自定义Dataloader,网上给出的解决方案都是继承 Dataset,然后重写里面的方法,比如这样:
from torch.utils.data import Dataset, DataLoader
from torchvision import transforms, utils
normalize = transforms.Normalize(
mean=[0.485, 0.456, 0.406],
std=[0.229, 0.224, 0.225]
)
preprocess = transforms.Compose([
#transforms.Scale(256),
#transforms.CenterCrop(224),
transforms.ToTensor(),
normalize
])
def default_loader(path):
img_pil = Image.open(path)
img_pil = img_pil.resize((224,224))
img_tensor = preprocess(img_pil)
return img_tensor
class trainset(Dataset):
def __init__(self, loader=default_loader):
#定义好 image 的路径
self.images = file_train
self.target = number_train
self.loader = loader
def __getitem__(self, index):
fn = self.images[index]
img = self.loader(fn)

■ ■ ■ ■ ■ ■ ■

* [任务说明 A]:
请统计数据行中含有字符串“forearm”的行数，只给出这个数字。
给定文本与这些数据行彼此独立，互不相关。

[收集的数据条目]
■ ■ ■ ■ ■ ■ ■

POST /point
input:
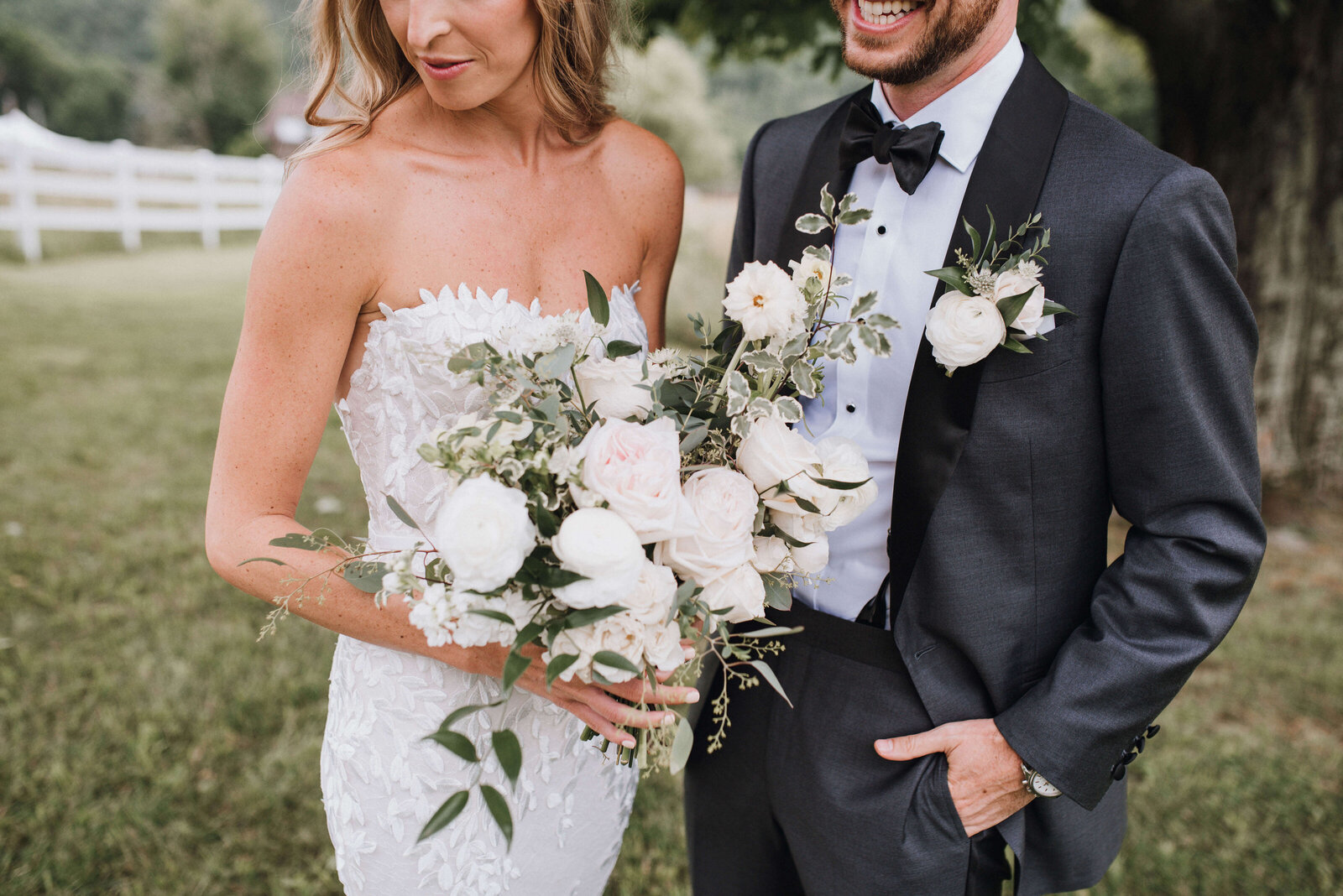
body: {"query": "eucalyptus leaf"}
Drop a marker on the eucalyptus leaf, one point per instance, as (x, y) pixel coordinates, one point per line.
(494, 615)
(1011, 306)
(499, 810)
(813, 224)
(400, 513)
(577, 618)
(367, 576)
(863, 306)
(445, 815)
(953, 277)
(457, 743)
(510, 753)
(682, 745)
(767, 674)
(598, 305)
(458, 714)
(619, 349)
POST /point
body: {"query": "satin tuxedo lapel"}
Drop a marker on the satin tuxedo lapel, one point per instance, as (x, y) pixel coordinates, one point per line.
(819, 169)
(1007, 179)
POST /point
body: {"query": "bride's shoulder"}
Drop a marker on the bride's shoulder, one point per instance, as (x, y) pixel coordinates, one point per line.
(640, 163)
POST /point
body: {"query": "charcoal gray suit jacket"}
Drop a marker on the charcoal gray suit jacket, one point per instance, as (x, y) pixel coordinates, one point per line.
(1007, 470)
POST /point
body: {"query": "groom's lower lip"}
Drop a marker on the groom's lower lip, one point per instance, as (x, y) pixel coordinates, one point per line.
(886, 16)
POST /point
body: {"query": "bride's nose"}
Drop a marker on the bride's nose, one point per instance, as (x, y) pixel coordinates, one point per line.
(426, 22)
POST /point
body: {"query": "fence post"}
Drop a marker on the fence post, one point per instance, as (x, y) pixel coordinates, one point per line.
(208, 199)
(26, 204)
(128, 201)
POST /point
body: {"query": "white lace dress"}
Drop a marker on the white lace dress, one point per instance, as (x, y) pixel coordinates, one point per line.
(380, 779)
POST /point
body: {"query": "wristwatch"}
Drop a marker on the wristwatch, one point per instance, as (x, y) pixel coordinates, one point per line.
(1037, 785)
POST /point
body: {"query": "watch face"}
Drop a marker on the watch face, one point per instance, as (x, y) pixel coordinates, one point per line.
(1043, 788)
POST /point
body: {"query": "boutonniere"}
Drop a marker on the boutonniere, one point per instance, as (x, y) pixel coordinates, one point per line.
(995, 298)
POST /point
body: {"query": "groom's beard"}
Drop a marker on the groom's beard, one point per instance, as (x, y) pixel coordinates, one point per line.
(955, 33)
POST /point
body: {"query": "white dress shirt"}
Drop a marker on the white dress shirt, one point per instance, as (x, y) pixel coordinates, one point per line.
(906, 237)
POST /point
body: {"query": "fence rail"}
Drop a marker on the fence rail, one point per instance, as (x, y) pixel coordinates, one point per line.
(54, 183)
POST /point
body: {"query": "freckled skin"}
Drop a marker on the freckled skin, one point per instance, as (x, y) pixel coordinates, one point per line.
(460, 181)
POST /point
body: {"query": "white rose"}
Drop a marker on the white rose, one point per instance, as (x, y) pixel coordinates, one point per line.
(772, 454)
(766, 302)
(598, 544)
(771, 555)
(619, 633)
(1016, 282)
(740, 591)
(662, 647)
(843, 461)
(651, 597)
(964, 329)
(637, 468)
(613, 384)
(810, 267)
(483, 533)
(810, 529)
(725, 503)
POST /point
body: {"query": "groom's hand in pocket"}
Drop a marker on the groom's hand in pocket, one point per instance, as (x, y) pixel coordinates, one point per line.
(984, 772)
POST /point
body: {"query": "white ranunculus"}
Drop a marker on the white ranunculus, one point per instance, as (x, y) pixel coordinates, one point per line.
(651, 597)
(772, 454)
(662, 647)
(843, 461)
(810, 529)
(810, 267)
(598, 544)
(725, 504)
(771, 555)
(766, 302)
(483, 533)
(964, 329)
(637, 468)
(1016, 282)
(614, 385)
(739, 591)
(619, 633)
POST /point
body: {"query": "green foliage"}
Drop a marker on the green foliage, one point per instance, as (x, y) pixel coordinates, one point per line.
(85, 96)
(219, 65)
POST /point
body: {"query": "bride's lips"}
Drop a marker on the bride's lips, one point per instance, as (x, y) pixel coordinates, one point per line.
(886, 16)
(445, 69)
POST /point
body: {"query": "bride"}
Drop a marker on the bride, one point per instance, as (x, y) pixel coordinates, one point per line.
(477, 149)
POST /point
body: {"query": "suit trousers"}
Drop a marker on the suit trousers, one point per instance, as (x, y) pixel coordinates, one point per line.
(797, 800)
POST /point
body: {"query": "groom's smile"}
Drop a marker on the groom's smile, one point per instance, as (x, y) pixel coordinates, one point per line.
(881, 18)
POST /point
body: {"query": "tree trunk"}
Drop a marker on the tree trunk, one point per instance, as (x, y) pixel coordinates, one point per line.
(1253, 93)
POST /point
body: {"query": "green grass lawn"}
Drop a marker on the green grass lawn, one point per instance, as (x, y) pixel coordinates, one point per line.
(149, 746)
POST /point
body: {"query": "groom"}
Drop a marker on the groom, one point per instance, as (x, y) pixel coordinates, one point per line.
(974, 674)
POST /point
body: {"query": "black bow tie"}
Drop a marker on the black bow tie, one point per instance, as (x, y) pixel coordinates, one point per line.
(908, 150)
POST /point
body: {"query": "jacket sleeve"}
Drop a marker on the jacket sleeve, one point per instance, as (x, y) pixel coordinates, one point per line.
(1177, 360)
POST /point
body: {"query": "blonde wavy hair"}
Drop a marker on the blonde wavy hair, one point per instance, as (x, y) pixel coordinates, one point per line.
(359, 65)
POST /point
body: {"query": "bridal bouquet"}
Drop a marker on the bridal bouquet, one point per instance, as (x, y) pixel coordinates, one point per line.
(610, 506)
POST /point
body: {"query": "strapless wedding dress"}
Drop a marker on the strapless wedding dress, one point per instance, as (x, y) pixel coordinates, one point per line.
(380, 779)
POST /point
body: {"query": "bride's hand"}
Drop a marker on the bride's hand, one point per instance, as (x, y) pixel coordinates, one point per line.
(595, 705)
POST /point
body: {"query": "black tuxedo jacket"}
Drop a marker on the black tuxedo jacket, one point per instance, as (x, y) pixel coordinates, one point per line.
(1009, 470)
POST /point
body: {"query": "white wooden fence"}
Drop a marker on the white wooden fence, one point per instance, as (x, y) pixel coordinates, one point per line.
(55, 183)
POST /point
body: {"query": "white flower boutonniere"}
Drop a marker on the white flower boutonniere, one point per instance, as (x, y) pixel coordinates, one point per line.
(995, 298)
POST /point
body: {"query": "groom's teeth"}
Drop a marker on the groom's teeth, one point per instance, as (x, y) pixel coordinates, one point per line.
(886, 13)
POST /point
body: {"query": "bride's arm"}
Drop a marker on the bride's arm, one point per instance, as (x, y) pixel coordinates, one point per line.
(312, 273)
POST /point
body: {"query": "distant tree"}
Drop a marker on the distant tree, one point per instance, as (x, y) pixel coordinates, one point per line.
(1253, 93)
(221, 63)
(81, 96)
(664, 89)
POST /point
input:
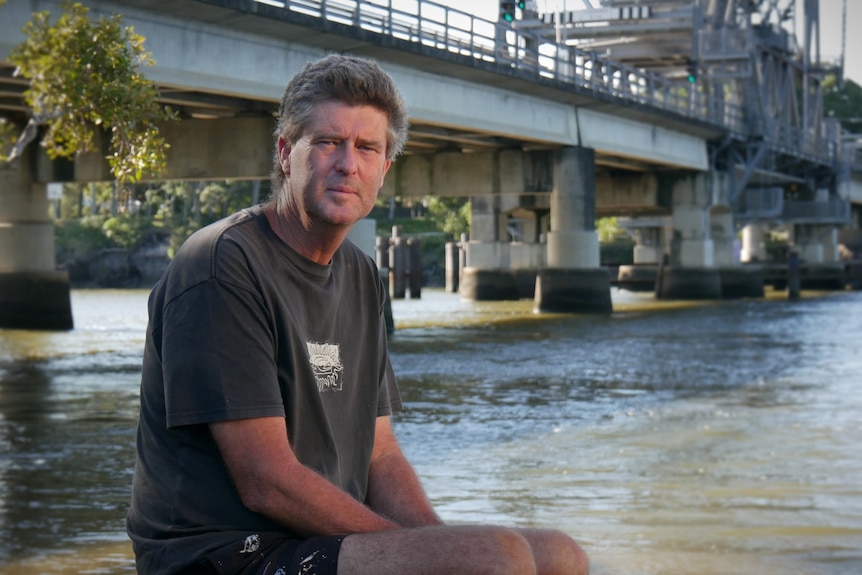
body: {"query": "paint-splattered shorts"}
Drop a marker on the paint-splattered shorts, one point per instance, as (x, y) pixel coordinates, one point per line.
(312, 556)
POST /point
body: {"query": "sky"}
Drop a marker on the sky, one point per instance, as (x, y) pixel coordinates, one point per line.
(830, 26)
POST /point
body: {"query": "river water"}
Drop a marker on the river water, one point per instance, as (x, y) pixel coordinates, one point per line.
(668, 438)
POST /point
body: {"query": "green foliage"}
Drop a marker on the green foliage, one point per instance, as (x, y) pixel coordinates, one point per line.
(451, 215)
(8, 131)
(608, 230)
(844, 104)
(126, 230)
(75, 239)
(83, 78)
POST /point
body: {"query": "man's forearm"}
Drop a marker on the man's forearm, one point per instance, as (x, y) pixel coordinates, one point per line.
(395, 492)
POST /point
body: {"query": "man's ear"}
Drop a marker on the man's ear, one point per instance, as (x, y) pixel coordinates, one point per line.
(386, 167)
(284, 155)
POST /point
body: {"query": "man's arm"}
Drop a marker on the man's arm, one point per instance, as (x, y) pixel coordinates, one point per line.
(272, 481)
(394, 490)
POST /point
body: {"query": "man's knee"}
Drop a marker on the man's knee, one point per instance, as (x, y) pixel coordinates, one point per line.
(556, 553)
(513, 554)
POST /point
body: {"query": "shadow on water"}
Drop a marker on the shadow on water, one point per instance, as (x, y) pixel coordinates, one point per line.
(67, 454)
(669, 438)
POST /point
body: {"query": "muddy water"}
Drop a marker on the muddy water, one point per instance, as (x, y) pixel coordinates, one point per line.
(667, 438)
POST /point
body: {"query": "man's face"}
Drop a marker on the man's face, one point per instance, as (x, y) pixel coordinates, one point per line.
(337, 167)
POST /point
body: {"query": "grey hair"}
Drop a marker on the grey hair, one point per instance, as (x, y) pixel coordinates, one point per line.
(338, 78)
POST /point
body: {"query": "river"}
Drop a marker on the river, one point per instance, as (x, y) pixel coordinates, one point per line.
(668, 438)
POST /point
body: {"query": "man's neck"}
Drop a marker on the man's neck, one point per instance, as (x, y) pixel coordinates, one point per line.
(317, 242)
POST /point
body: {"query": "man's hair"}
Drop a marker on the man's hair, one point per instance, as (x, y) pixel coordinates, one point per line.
(338, 78)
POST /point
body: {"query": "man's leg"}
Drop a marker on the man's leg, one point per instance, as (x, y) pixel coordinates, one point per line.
(467, 550)
(556, 553)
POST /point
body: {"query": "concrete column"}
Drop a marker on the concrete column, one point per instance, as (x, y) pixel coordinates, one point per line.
(573, 280)
(753, 244)
(486, 275)
(648, 247)
(820, 265)
(691, 273)
(33, 295)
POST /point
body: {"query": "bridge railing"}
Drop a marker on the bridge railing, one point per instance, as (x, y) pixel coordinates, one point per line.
(452, 30)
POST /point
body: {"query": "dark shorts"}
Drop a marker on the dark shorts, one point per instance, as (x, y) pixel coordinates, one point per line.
(312, 556)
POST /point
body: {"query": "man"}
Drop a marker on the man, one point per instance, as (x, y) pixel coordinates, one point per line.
(265, 444)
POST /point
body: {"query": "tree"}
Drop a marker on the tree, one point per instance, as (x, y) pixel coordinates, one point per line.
(845, 103)
(83, 76)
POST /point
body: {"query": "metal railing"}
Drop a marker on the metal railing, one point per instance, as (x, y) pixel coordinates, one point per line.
(452, 30)
(833, 210)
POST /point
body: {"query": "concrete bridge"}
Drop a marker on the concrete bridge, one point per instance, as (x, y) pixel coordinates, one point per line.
(530, 130)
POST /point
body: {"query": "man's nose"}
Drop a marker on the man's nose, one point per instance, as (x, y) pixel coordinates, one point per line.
(348, 159)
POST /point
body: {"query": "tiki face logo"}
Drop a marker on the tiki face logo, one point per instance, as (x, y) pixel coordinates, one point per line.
(325, 359)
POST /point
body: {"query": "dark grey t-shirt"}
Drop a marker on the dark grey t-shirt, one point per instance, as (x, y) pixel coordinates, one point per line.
(241, 326)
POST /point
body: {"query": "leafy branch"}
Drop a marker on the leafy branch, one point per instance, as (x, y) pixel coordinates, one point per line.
(83, 77)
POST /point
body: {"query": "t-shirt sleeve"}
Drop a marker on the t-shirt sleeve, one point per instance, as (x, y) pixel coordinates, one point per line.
(218, 356)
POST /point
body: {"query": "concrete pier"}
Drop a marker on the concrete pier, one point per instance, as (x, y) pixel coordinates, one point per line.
(32, 294)
(691, 273)
(573, 280)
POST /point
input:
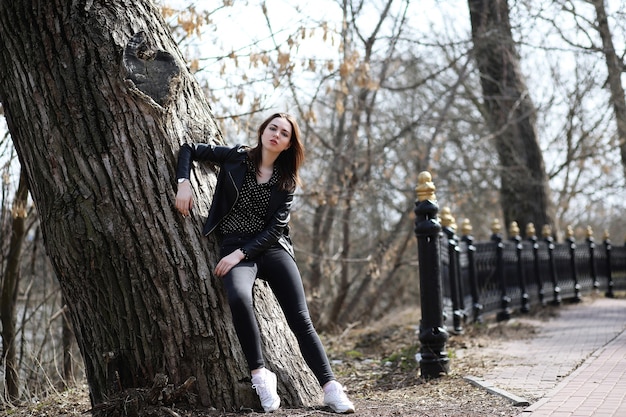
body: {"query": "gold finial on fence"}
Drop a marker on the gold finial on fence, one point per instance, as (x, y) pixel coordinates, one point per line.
(495, 226)
(466, 227)
(447, 220)
(514, 229)
(425, 189)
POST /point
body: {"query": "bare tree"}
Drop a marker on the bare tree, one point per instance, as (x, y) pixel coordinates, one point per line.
(615, 68)
(510, 114)
(98, 99)
(10, 284)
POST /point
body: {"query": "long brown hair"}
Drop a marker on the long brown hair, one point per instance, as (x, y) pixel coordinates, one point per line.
(290, 160)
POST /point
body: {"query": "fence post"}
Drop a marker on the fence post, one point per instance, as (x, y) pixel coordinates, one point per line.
(505, 300)
(609, 276)
(515, 237)
(556, 291)
(572, 261)
(477, 308)
(592, 260)
(434, 359)
(532, 237)
(456, 293)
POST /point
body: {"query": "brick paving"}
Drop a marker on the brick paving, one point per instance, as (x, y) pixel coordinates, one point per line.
(573, 366)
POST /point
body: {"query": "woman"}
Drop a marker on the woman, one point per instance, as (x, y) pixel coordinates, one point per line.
(250, 213)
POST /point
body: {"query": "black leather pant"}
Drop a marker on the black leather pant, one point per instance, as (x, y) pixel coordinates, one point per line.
(279, 269)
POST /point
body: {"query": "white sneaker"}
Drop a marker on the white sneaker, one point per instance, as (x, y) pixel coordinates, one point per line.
(335, 398)
(264, 382)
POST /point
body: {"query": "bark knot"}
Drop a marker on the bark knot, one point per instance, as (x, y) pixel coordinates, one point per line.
(151, 71)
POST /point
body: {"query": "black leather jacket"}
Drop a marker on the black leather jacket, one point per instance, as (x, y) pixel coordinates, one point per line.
(229, 181)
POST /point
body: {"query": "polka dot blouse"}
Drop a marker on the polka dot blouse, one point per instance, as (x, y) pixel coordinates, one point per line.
(248, 214)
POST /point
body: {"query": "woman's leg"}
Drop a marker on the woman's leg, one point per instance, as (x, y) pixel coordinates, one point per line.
(239, 283)
(279, 269)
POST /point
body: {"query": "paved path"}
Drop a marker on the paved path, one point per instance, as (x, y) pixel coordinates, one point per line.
(574, 366)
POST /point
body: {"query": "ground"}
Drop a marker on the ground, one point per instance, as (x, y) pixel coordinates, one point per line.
(376, 363)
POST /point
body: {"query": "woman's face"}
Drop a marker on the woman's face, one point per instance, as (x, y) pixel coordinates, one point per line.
(277, 135)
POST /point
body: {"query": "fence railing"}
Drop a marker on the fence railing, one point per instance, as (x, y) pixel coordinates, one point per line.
(463, 280)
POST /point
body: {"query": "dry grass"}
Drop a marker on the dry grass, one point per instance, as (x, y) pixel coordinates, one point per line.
(377, 363)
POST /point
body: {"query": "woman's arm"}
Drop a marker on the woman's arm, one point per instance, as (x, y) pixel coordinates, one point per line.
(187, 154)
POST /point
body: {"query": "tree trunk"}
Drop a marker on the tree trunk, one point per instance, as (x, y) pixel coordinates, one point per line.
(98, 99)
(510, 114)
(615, 67)
(9, 291)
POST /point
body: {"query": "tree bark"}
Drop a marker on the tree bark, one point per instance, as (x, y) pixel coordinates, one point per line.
(510, 114)
(615, 67)
(98, 99)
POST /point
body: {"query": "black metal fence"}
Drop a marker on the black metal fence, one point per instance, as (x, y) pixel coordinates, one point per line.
(509, 275)
(462, 280)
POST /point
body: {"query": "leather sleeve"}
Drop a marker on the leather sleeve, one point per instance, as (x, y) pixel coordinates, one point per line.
(278, 224)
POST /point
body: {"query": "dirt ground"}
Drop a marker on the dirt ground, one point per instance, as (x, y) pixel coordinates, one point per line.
(377, 365)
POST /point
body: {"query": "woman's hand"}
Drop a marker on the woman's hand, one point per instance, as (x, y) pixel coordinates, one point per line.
(228, 262)
(184, 198)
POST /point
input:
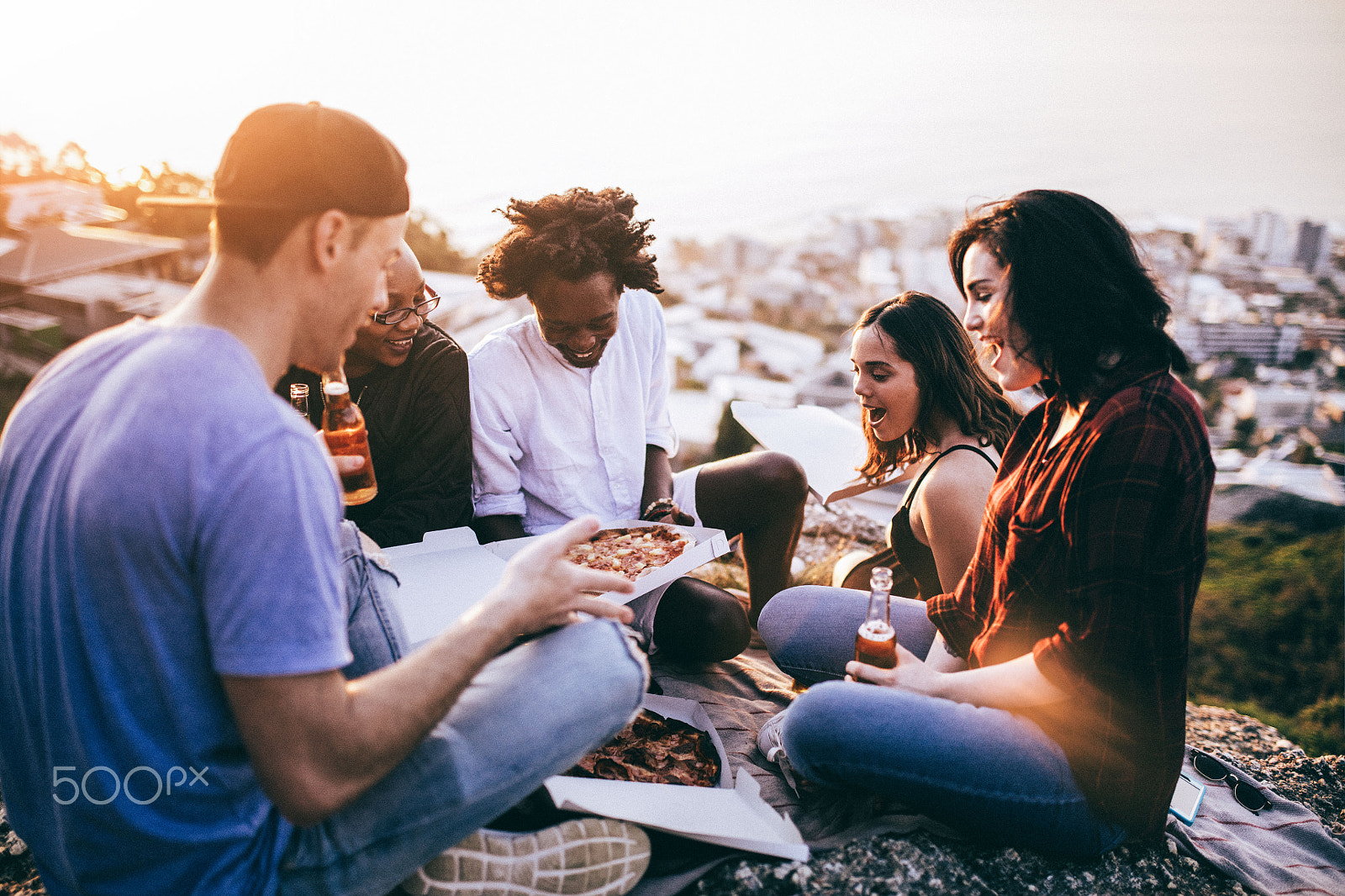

■ ■ ■ ■ ■ ■ ■

* [任务说明 B]:
请重新写出给定文本中以含有“return img_tensor”的词句开头、以“img = self.loader(fn)”结尾的部分，并在其中把“images”更新为“img_paths”。

* [完整输出 A]:
2

* [完整输出 B]:
return img_tensor
class trainset(Dataset):
def __init__(self, loader=default_loader):
#定义好 image 的路径
self.img_paths = file_train
self.target = number_train
self.loader = loader
def __getitem__(self, index):
fn = self.img_paths[index]
img = self.loader(fn)